■ **Available data**:

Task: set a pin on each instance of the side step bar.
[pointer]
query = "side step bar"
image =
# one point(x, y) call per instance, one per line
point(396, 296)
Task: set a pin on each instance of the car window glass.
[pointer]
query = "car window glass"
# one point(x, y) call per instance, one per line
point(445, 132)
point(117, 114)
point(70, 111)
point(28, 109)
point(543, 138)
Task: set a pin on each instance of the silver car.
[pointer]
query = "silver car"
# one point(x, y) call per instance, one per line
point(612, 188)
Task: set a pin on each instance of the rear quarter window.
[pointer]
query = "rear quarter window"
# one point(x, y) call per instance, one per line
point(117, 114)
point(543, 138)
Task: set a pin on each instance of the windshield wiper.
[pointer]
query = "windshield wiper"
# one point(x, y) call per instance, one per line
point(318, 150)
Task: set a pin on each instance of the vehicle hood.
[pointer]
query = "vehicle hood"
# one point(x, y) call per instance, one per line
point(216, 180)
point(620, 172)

■ **The exercise**: Rewrite every line of the records above as a Markdown table with the columns Row and Line, numbering the rows in order and leaving out any blank lines.

■ **Solution for this problem**:
| Row | Line |
|---|---|
| 1 | Task: set a pin on each instance of the side step bar. |
| 2 | [pointer] |
| 3 | query = "side step bar" |
| 4 | image = |
| 5 | # one point(x, y) call per instance, one per line |
| 6 | point(396, 296) |
| 7 | Task: set a pin on each instance of the car window glass. |
| 8 | [pointer] |
| 9 | query = "car window glass" |
| 10 | # one point(x, y) call per instance, one per line |
| 11 | point(445, 132) |
| 12 | point(117, 114) |
| 13 | point(70, 111) |
| 14 | point(28, 109) |
| 15 | point(543, 138) |
| 16 | Task: set a pin on each instance of the silver car. |
| 17 | [pointer] |
| 18 | query = "silver car" |
| 19 | # one point(x, y) call per instance, one per line |
| 20 | point(612, 188) |
| 21 | Task: set a pin on each instance of the rear quarter window. |
| 22 | [pointer] |
| 23 | query = "rear quarter window" |
| 24 | # one point(x, y) call per instance, one per line |
| 25 | point(117, 114) |
| 26 | point(543, 138) |
| 27 | Task: set a pin on each instance of the windshield wiper. |
| 28 | [pointer] |
| 29 | query = "windshield wiper" |
| 30 | # one point(x, y) call per instance, one per line |
| 31 | point(318, 150) |
| 32 | Task: set a pin on each instance of the vehicle hood. |
| 33 | [pointer] |
| 34 | query = "vehicle hood" |
| 35 | # one point(x, y) call per instance, one per line |
| 36 | point(216, 180) |
| 37 | point(620, 172) |